■ Prompt ■
Resume the passage on Matlock Bath's history as a spa resort, carrying it on from its last sentence. The listing after the passage is not part of it.

■ Document extract ■

★ ★ ★ ★ ★

Driving through the limestone gorge along the A6 through Matlock Bath always has a feeling of being on holiday.
The place has in fact been a resort since the end of the seventeenth century, when a mineral spring on the hillside was developed for the growing fashion for cold-bathing that had already fostered the growth of new spas such as Harrogate, Scarborough and Tunbridge Wells.
This spring still feeds into a grotto at the back of a public car-park that occupies the site of the Old Bath Hotel, latterly the Royal Hotel, which burnt down in 1929.
The New Bath Hotel of 1762-7 remained a hotel where the basement bathing pool is supplied with tepid thermal water from the original spring, until it suddenly closed in July 2012: http://www.matlockmercury.co.uk/news/local-news/employees-and-guests-face-uncertainty-as-hotel-goes-into-liquidation-1-4731341.
Further along the valley, the Temple Hotel [http://www.templehotel.co.uk] was built in 1786 alongside the Fountain Baths, which had opened eight years previously.
A fourth hotel, known simply as the Hotel or Great Hotel, proved overambitious, and was subdivided in the 1790s into a terrace which became Museum Parade, so named after Mawe’s Old Museum which took over the enormous dining-room.

★ ★ ★ ★ ★

■ Source data ■
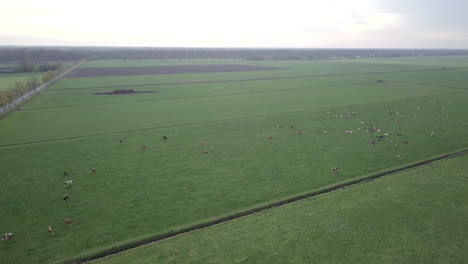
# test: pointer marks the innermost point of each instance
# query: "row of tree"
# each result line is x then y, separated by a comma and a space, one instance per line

★ ★ ★ ★ ★

■ In response ■
In days gone by, the appeal of Matlock Bath was that it wasn’t Buxton. Though Buxton was anything but grand until the 5th Duke of Devonshire tried to turn it into Bath in the late eighteenth century [see Mary, Queen of Scots slept here, Buxton’s Crescent and Duke’s Dome], Matlock Bath, in a dark gorge with hardly any road access, was much more secluded.
Phyllis Hembry, the historian of British spas, described the late eighteenth-century lifestyle: “…the company…had their meals at 1s each in common ‘in a very sociable manner’; they dined at 2 pm and had supper at 8 pm and were free to drink as they pleased. The evening concluded with dancing or card-playing. Visitors inclined to exercise could take the ferry near the Old Bath, rowed by Walker the boatman, to the other river bank where he had made a Lovers’ Walk.”
Indeed, Dr Hembry relates, when the teenage 5th Duke of Rutland turned up with some friends at the end of the season in 1796 he had the place to himself.
Nowadays the main road runs through the dale, and at weekends it’s the resort of bikers, whose gleaming machines are lined up outside the cafés and chip-shops. The black leather gear may look intimidating, but you may be sure the people inside are entirely respectable.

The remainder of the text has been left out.